**Written instruction 1**
List every all-capital abbreviation in the page text, in the order each first appears.
**Written instruction 2**
Rewrite the page text from "Ground truth regression" to "3.2 Hierarchical Auto-Zoom Net (HAZN)", putting "size estimation network" in place of "scale estimation network".

**Page text**
****************
The new part scores for the zoomed ROIs need to be merged to produce the object-level part score map for the whole image. Since there may be multiple ROIs that cover a pixel j, we define the neighbouring region set for pixel j as \({\mathcal Q}(j)=\{N(k) | j \in N(k), k \in {\mathbf I}\}\). Under this definition of \({\mathcal Q}(j)\), the score merging process can be expressed as Eq. 1, which essentially computes the weighted sum of part scores for pixel j, from the zoomed ROIs that cover j. For a pixel that is not covered by any zoomed ROI, we simply use its image-level part score as the current part score. Formally, the object-level part score \(P_{\iota _2}(l_j|{\mathbf I}, j)\), is computed as,

$$\begin{aligned} P_{\iota _2}(l_j|{\mathbf I}, j)&= \sum \nolimits _{N(k) \in {\mathcal Q}(j)} P(l_j | N(k), {\mathbf I}, j) P(N(k) | {\mathbf I}, j); \nonumber \\ P(N(k) | {\mathbf I}, j)&= P(b_k) / \textstyle {\sum _{k: N(k) \in {\mathcal Q}(j)} P(b_k)} \end{aligned}$$
(1)
Fig. 4.
figure 4

Ground truth regression target for training the scale estimation network (SEN) in the image-level FCN. Details in Sect. 3.3.

3.2 Hierarchical Auto-Zoom Net (HAZN)

The scale of object parts can also vary considerably even if the scale of the object is fixed. This leads to a hierarchical strategy with multiple stages, called the Hierarchical Auto-Zoom Net (HAZN), which applies AZNs to images to find objects and then on objects to find parts, followed by a part score refinement stage. As shown in Fig. 2, we add the part-scale AZN to the end of the object-scale AZN. Specifically, we add a second component (i.e. SEN) to the object-level FCN, to estimate the size and location of part bounding boxes, together with confidence maps for every pixel within a zoomed object ROI. Again the confidence map is thresholded, and non-maximal suppresion is applied, to yield a finite set of part ROIs (typically 5–30 per image, with some overlap). Each part ROI is zoomed to a fixed size. Then, we re-estimate the part scores within each zoomed part ROI using the part parsing network in the part-level FCN. The part parsing network is the only component of the part-level FCN, which takes the zoomed part ROI and the zoomed object-level part scores (within the part ROI) as inputs. After getting the part scores within each zoomed Part ROI, the score merging process is the same as in the object-scale AZN.
****************
**Data entries**

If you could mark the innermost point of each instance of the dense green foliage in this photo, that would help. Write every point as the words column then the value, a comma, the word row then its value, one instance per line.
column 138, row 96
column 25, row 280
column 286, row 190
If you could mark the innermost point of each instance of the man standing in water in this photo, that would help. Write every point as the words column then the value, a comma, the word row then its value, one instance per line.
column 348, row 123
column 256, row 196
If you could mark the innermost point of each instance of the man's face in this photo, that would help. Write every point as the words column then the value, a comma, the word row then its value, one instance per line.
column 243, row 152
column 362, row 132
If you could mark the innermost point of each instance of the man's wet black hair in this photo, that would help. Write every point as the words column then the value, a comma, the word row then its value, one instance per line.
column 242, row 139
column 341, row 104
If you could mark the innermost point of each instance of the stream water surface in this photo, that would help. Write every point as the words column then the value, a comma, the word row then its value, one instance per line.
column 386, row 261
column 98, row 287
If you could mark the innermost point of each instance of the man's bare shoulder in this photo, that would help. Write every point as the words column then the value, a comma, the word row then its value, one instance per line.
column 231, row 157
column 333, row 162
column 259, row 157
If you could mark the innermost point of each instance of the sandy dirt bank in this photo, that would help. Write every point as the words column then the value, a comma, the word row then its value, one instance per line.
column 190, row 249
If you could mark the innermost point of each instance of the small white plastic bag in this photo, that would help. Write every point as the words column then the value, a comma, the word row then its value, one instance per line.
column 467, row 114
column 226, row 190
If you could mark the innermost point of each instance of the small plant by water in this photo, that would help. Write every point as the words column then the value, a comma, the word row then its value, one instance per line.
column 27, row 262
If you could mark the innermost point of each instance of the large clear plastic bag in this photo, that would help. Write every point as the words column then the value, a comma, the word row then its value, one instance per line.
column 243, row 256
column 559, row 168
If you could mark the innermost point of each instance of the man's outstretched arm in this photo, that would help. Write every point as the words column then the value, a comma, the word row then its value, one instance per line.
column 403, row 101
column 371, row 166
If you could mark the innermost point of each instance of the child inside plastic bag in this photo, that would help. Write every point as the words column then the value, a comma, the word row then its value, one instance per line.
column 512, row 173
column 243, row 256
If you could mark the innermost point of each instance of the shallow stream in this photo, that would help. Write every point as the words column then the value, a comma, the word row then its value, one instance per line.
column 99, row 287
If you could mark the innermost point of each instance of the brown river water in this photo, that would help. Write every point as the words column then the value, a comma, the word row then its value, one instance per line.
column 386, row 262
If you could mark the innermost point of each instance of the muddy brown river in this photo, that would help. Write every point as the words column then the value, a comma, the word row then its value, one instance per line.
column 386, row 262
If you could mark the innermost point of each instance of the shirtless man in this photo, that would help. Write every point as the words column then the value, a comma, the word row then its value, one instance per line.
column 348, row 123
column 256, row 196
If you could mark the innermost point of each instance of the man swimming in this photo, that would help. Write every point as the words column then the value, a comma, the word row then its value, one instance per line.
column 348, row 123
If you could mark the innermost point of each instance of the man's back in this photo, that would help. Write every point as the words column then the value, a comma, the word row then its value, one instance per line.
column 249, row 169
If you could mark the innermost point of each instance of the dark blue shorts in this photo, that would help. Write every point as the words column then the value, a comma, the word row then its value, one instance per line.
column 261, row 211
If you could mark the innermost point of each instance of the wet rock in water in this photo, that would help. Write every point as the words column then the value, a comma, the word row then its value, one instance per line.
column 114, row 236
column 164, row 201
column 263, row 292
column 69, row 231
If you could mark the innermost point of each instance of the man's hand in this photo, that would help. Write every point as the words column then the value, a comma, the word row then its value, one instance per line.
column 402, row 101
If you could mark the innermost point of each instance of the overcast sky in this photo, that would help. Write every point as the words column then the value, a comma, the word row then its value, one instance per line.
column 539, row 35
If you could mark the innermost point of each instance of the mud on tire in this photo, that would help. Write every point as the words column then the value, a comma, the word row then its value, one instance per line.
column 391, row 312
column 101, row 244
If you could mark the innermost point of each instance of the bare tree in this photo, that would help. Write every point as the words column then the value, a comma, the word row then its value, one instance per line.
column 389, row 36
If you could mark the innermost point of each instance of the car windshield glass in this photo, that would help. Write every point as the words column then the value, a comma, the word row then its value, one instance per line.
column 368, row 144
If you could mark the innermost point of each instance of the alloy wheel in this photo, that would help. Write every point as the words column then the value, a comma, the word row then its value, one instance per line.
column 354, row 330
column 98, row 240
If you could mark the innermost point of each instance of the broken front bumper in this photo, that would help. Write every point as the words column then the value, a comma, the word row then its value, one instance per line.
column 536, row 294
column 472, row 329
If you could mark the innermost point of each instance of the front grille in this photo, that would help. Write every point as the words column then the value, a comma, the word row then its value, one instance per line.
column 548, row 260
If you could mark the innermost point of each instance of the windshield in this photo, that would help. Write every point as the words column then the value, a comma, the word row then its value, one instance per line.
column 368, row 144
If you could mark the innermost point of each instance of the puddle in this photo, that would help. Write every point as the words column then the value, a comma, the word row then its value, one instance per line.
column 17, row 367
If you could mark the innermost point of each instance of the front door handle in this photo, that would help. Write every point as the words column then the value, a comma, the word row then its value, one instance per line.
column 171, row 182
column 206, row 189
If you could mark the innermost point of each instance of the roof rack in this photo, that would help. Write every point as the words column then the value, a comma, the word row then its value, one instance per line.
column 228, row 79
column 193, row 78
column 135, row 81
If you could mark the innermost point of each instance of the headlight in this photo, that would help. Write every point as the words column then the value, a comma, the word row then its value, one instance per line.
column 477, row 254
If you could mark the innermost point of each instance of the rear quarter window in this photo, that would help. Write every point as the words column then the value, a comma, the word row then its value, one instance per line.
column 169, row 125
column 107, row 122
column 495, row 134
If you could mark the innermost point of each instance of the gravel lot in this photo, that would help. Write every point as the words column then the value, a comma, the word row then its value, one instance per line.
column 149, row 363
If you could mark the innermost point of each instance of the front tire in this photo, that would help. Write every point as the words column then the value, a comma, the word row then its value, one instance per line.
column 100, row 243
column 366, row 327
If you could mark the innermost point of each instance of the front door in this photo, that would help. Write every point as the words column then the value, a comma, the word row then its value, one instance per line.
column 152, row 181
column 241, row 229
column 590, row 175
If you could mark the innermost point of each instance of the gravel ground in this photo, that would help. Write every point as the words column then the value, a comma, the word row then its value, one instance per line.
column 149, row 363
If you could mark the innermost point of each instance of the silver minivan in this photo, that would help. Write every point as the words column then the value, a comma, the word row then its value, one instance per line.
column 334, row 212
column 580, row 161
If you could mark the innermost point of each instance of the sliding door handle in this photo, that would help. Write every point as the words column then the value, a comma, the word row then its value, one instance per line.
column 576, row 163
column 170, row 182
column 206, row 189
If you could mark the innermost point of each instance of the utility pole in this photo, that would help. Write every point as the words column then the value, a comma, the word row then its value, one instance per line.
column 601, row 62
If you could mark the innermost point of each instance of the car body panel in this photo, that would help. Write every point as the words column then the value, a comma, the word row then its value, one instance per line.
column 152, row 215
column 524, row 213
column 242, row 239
****************
**Finished answer 1**
ROI, SEN, FCN, HAZN, AZN

**Finished answer 2**
Ground truth regression target for training the size estimation network (SEN) in the image-level FCN. Details in Sect. 3.3.

3.2 Hierarchical Auto-Zoom Net (HAZN)